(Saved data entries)

"""

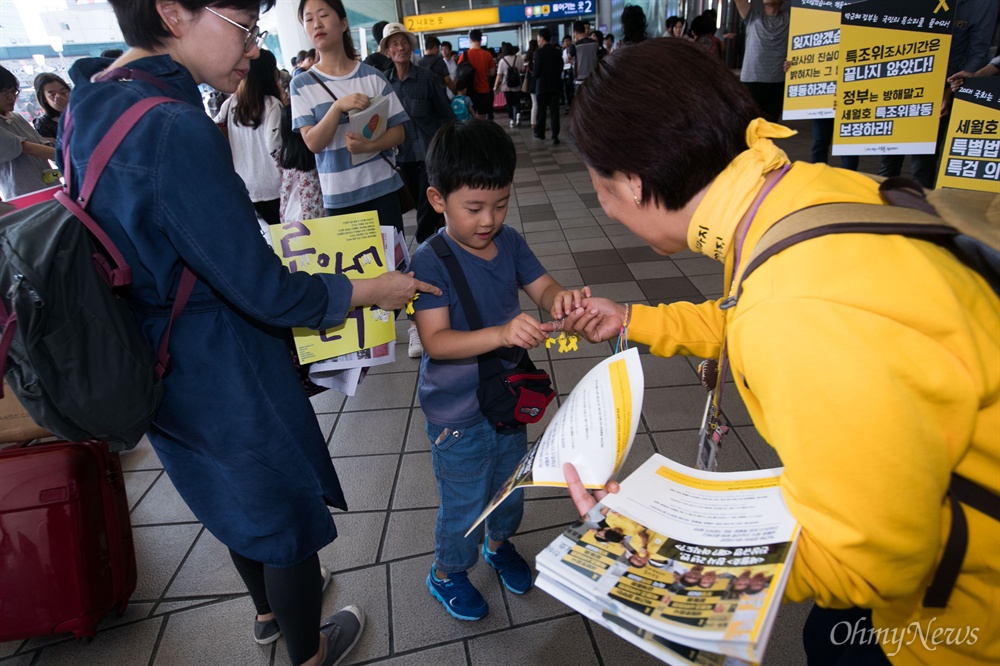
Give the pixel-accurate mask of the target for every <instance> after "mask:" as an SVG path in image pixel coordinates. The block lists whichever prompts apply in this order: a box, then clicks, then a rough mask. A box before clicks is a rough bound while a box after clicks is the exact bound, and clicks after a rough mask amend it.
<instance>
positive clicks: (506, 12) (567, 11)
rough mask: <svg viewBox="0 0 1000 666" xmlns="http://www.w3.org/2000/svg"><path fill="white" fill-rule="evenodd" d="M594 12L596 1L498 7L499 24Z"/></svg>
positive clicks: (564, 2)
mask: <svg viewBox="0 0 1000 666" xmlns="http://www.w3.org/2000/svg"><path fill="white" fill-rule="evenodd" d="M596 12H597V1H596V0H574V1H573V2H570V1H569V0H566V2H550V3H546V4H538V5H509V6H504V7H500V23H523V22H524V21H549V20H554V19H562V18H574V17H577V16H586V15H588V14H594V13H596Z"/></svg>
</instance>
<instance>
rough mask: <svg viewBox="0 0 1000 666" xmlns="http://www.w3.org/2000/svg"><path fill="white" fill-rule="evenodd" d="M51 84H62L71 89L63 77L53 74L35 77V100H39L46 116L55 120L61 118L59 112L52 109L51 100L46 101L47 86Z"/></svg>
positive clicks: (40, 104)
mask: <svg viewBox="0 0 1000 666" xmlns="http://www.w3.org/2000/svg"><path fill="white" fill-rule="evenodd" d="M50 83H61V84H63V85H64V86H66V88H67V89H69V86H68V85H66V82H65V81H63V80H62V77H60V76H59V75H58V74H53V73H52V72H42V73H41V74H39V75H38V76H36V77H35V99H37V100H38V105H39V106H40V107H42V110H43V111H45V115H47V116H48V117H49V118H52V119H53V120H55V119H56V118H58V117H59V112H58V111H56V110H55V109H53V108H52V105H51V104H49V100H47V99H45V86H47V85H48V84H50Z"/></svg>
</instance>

"""

REQUIRED ACTION:
Set down a word-for-word copy of the records, dropping any picture.

RESULT OF THE EXERCISE:
Give the pixel-accurate mask of the target for every <instance> after "mask:" as an SVG path in image pixel coordinates. The block lists whichever prompts apply in this order: a box, then clicks, then a rough mask. A box before clicks is a rough bound while a box after clicks is the exact bound, and clicks after a rough mask amend it.
<instance>
positive clicks: (506, 12) (567, 11)
rough mask: <svg viewBox="0 0 1000 666" xmlns="http://www.w3.org/2000/svg"><path fill="white" fill-rule="evenodd" d="M594 12L596 1L498 7L499 24Z"/></svg>
positive clicks: (564, 2)
mask: <svg viewBox="0 0 1000 666" xmlns="http://www.w3.org/2000/svg"><path fill="white" fill-rule="evenodd" d="M596 12H597V1H596V0H574V1H573V2H570V1H569V0H566V2H550V3H546V4H538V5H509V6H504V7H500V23H523V22H524V21H549V20H554V19H562V18H574V17H577V16H586V15H588V14H594V13H596Z"/></svg>
</instance>
<instance>
rough mask: <svg viewBox="0 0 1000 666" xmlns="http://www.w3.org/2000/svg"><path fill="white" fill-rule="evenodd" d="M51 84H62L71 89L63 77L53 74L35 77V100H39L46 116L55 120L61 118L59 112L52 109L51 100L46 101L47 86Z"/></svg>
positive clicks: (40, 104)
mask: <svg viewBox="0 0 1000 666" xmlns="http://www.w3.org/2000/svg"><path fill="white" fill-rule="evenodd" d="M50 83H61V84H63V85H64V86H66V88H67V89H69V86H68V85H66V82H65V81H63V80H62V77H60V76H59V75H58V74H53V73H52V72H42V73H41V74H39V75H38V76H36V77H35V99H37V100H38V105H39V106H40V107H42V110H43V111H45V115H47V116H48V117H49V118H52V119H53V120H55V119H56V118H58V117H59V112H58V111H56V110H55V109H53V108H52V105H51V104H49V100H47V99H45V86H47V85H48V84H50Z"/></svg>
</instance>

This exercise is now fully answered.